● Texto
○ ○ ○ ○

Democracia e Segurança Pública: são pra geral, ou não são pra ninguém
É preciso se indignar e agir. Não dá para aceitar que o caminho é armar individualmente as pessoas
O que está acontecendo com a democracia brasileira? Ela está em risco? Essa é uma pergunta que pode ser respondida sob inúmeros prismas. Eu gostaria de discuti-la sob o prisma, das políticas de segurança pública, do monopólio do uso da força pelo Estado e da desigualdade.
Desde janeiro de 2019, mais de 30 atos normativos, entre decretos e portarias, foram publicados pelo Executivo Federal para flexibilizar o acesso às armas de fogo para diferentes grupos e categorias no país. Antes essas publicações vinham acompanhadas de uma tentativa de prover segurança, mas no último ano já assumem explicitamente a intenção de viabilizar supostas “liberdades individuais” pela força. Com isso, mais de um milhão de novas armas foram parar nas mãos de civis entre 2019 e 2020.
Ao mesmo tempo, se vê uma preocupante e antidemocrática politização excessiva das instituições de segurança, com membros das forças públicas utilizando seus cargos e fardas para disseminar mensagens políticas. A isso se soma um discurso que legitima o uso excessivo da força para combater o crime, incitando o confronto e uso de violência por parte das polícias. Em 2019, mais de 6 mil pessoas foram mortas em confrontos com as polícias no país. Enquanto isso, o governo se furta da sua responsabilidade de oferecer condições dignas de trabalho aos policiais, coordenando junto aos Estados e municípios ações de prevenção e combate inteligente ao crime.

○ ○ ○ ○

(Dados de localização de objetos a partir de linguagem natural)
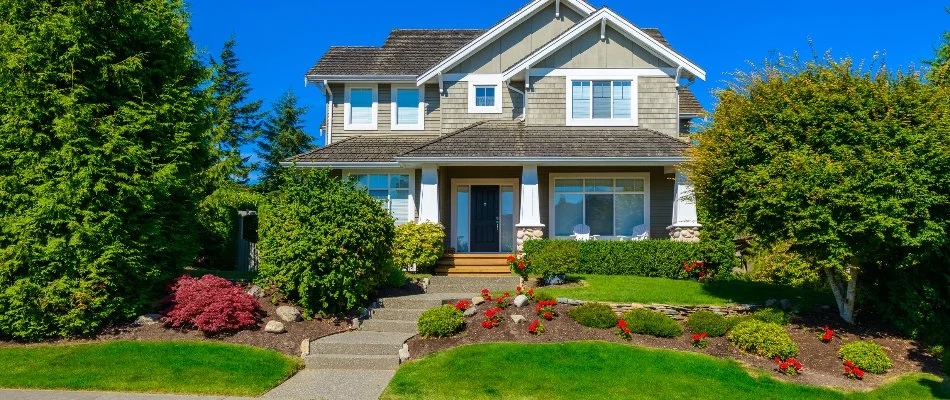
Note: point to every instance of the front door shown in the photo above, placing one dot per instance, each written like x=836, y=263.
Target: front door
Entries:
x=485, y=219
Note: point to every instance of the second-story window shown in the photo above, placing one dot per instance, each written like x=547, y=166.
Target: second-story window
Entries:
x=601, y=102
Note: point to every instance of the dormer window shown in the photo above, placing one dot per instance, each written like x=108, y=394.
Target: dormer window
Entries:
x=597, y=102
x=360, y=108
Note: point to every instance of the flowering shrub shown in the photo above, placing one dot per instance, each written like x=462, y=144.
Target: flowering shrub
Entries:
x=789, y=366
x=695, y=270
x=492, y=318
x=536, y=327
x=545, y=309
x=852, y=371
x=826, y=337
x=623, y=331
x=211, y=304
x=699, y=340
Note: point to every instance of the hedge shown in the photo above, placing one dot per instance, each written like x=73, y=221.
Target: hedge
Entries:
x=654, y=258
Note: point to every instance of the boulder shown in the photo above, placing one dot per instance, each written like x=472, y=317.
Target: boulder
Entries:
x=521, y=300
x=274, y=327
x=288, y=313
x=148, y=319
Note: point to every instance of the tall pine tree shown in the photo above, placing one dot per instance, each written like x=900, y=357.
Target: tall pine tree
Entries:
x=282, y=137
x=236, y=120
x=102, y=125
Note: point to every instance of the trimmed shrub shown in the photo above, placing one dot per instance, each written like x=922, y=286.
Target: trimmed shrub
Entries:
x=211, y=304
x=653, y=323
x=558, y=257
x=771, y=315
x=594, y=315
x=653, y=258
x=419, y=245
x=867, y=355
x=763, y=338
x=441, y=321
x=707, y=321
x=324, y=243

○ ○ ○ ○

Segundo o texto sobre democracia e segurança pública, quantas pessoas foram mortas em confrontos com as polícias no país em 2019? Os itens não têm nenhum papel nesta tarefa.

● Resposta final
Mais de 6 mil pessoas.